─── Extracted data

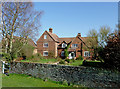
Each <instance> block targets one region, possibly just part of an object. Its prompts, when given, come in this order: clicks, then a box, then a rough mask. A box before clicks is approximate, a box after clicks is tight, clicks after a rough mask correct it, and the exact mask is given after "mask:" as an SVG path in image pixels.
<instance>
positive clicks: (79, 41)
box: [37, 28, 91, 59]
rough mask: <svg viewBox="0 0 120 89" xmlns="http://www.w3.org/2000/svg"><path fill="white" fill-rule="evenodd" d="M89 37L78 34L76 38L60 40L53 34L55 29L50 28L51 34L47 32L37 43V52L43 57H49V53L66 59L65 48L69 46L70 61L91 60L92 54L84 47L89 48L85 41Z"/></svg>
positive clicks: (55, 34)
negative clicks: (82, 58) (85, 49)
mask: <svg viewBox="0 0 120 89" xmlns="http://www.w3.org/2000/svg"><path fill="white" fill-rule="evenodd" d="M87 38H88V37H81V33H78V35H77V36H76V37H70V38H59V37H58V36H57V35H56V34H54V33H53V29H52V28H49V32H48V31H45V32H44V33H43V34H42V36H41V37H40V38H39V39H38V41H37V52H38V53H41V54H42V55H43V56H46V57H47V56H49V53H53V54H54V57H58V56H59V57H61V58H65V52H64V51H65V48H66V47H67V45H68V44H70V47H69V49H68V52H69V59H73V58H77V57H79V56H82V57H83V58H84V59H88V58H91V53H90V51H89V50H88V49H87V50H85V49H84V47H87V45H86V44H85V40H86V39H87Z"/></svg>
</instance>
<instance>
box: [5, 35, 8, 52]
mask: <svg viewBox="0 0 120 89" xmlns="http://www.w3.org/2000/svg"><path fill="white" fill-rule="evenodd" d="M7 50H8V40H7V37H6V38H5V53H8V51H7Z"/></svg>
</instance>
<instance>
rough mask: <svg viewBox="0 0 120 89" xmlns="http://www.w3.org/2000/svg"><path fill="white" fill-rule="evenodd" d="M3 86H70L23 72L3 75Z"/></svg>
mask: <svg viewBox="0 0 120 89" xmlns="http://www.w3.org/2000/svg"><path fill="white" fill-rule="evenodd" d="M2 87H68V86H67V85H62V84H60V83H58V82H54V81H50V80H48V81H43V80H42V79H39V78H34V77H31V76H28V75H23V74H10V75H9V76H6V75H4V74H3V75H2Z"/></svg>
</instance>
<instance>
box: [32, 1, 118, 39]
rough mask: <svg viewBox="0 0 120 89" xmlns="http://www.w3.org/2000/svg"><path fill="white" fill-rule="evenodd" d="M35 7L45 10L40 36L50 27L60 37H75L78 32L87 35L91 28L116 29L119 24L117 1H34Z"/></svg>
mask: <svg viewBox="0 0 120 89" xmlns="http://www.w3.org/2000/svg"><path fill="white" fill-rule="evenodd" d="M34 7H35V9H36V10H38V11H43V12H44V13H43V15H42V17H41V18H40V22H41V28H40V30H39V31H40V35H39V37H40V36H41V35H42V33H43V32H44V31H45V30H47V31H49V28H53V33H55V34H57V35H58V36H59V37H75V36H76V35H77V34H78V33H81V35H82V37H86V36H87V33H88V31H89V30H91V29H96V30H97V31H99V29H100V27H101V26H109V27H111V29H112V30H114V28H115V27H116V25H117V24H118V3H117V2H34ZM39 37H38V38H39Z"/></svg>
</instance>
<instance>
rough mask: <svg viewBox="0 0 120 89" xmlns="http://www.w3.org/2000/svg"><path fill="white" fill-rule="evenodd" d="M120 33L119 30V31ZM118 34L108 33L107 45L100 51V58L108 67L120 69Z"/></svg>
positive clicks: (119, 50) (118, 40) (119, 41)
mask: <svg viewBox="0 0 120 89" xmlns="http://www.w3.org/2000/svg"><path fill="white" fill-rule="evenodd" d="M119 34H120V32H119ZM119 34H116V33H112V34H111V35H109V39H108V41H107V46H106V47H105V48H104V49H103V51H102V53H103V54H102V55H101V56H102V58H103V59H104V63H105V65H106V67H108V68H116V69H118V70H119V71H120V38H119Z"/></svg>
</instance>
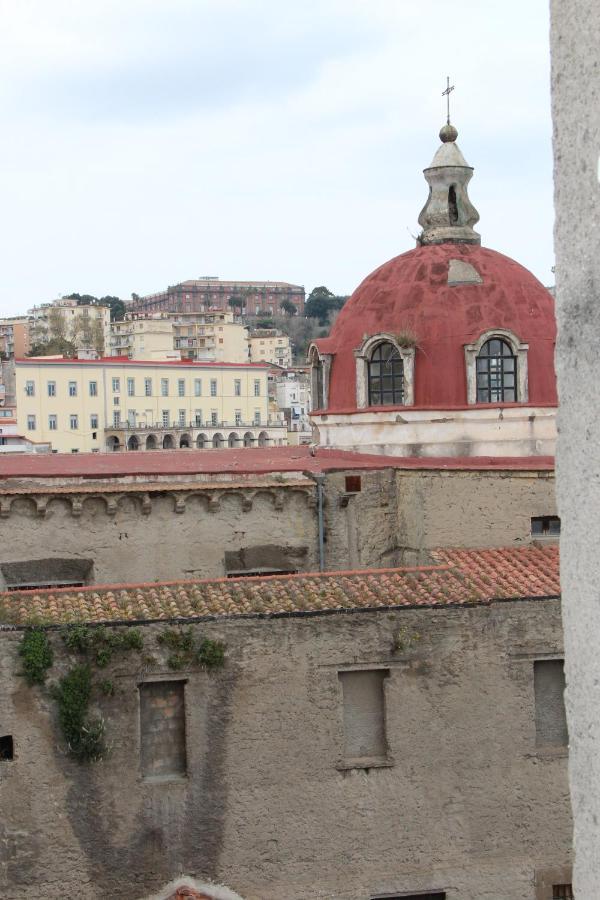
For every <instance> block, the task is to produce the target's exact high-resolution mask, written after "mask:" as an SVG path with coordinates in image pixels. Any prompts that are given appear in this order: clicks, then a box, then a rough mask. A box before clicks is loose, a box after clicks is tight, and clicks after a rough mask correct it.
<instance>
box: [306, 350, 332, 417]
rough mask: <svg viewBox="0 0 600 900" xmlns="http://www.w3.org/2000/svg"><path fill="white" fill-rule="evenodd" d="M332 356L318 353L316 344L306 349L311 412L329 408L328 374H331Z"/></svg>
mask: <svg viewBox="0 0 600 900" xmlns="http://www.w3.org/2000/svg"><path fill="white" fill-rule="evenodd" d="M332 355H333V354H331V353H319V349H318V347H317V345H316V344H311V345H310V347H309V349H308V362H309V365H310V387H311V391H310V408H311V411H312V410H317V409H319V410H321V409H327V407H328V406H329V373H330V372H331V359H332Z"/></svg>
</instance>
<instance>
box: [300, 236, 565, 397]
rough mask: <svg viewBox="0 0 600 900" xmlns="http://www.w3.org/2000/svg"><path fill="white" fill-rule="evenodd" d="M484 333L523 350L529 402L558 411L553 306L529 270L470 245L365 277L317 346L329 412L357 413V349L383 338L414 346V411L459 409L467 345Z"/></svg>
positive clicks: (517, 264) (413, 260)
mask: <svg viewBox="0 0 600 900" xmlns="http://www.w3.org/2000/svg"><path fill="white" fill-rule="evenodd" d="M492 332H497V333H499V334H500V335H502V334H504V333H505V332H510V333H511V334H512V335H514V336H516V337H517V338H518V340H519V341H520V342H521V343H522V344H527V345H528V351H527V355H528V405H529V406H545V405H556V402H557V399H556V378H555V373H554V343H555V339H556V324H555V318H554V301H553V298H552V296H551V294H550V293H549V291H548V290H547V289H546V288H545V287H544V286H543V285H542V284H541V283H540V282H539V281H538V280H537V278H535V277H534V276H533V275H532V274H531V272H529V271H528V270H527V269H525V268H524V267H523V266H521V265H519V263H517V262H515V261H514V260H512V259H510V258H509V257H507V256H503V255H502V254H501V253H497V252H495V251H494V250H489V249H486V248H484V247H479V246H477V245H475V244H469V243H451V242H444V243H439V244H438V243H436V244H428V245H424V246H418V247H417V248H416V249H414V250H410V251H409V252H408V253H403V254H401V255H400V256H397V257H395V258H394V259H391V260H390V261H389V262H386V263H384V264H383V265H382V266H380V267H379V268H378V269H376V270H375V271H374V272H372V273H371V274H370V275H368V276H367V277H366V278H365V280H364V281H363V282H362V284H360V285H359V287H358V288H357V289H356V290H355V291H354V293H353V294H352V296H351V297H350V299H349V300H348V301H347V302H346V304H345V305H344V307H343V309H342V310H341V312H340V314H339V316H338V318H337V319H336V321H335V323H334V325H333V328H332V331H331V335H330V336H329V337H328V338H326V339H323V340H320V341H315V344H316V346H317V348H318V350H319V352H320V353H326V354H330V355H331V370H330V375H329V391H328V403H327V410H328V411H331V412H333V411H336V410H339V411H340V412H341V411H348V412H349V411H351V410H353V409H356V408H357V392H356V362H355V351H357V350H358V349H359V348H360V347H361V345H363V343H364V342H365V340H366V339H367V338H370V337H374V336H376V335H385V334H387V335H392V336H395V337H396V338H397V340H398V341H399V343H400V344H401V345H402V344H405V345H410V344H413V346H414V351H415V353H414V406H417V407H429V408H437V409H445V408H451V407H457V406H464V405H466V404H467V402H468V396H467V369H466V366H465V347H466V346H468V345H473V344H475V342H477V341H478V339H479V338H480V337H481V336H482V335H485V334H489V333H492ZM521 399H522V398H521ZM517 400H519V398H517Z"/></svg>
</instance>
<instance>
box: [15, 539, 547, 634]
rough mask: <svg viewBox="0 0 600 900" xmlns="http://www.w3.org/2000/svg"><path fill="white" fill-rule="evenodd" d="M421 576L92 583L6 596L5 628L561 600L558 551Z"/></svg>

──────

## Exercise details
Show all lines from the entries that hold "order".

## Problem solution
Each <instance> block targets one region, possibly just part of an object. Its prompts, when given, come in this order: clicks, then a box, then a rough mask. A box before clicks is approximate, a box after clicks is tight, clicks after a rough mask correct it, and the exact mask is given after "mask:" as an SVG path in image pixels.
For every <instance> block, the task is to produce the target's exact high-resolution mask, written after "mask:" as an SVG path with coordinates in image pixels. Any prompts that are given appear in this order: clicks, then a box, then a rough mask. A box before clicks is loose, a box after clicks is tight, and clicks after a rough mask correct it.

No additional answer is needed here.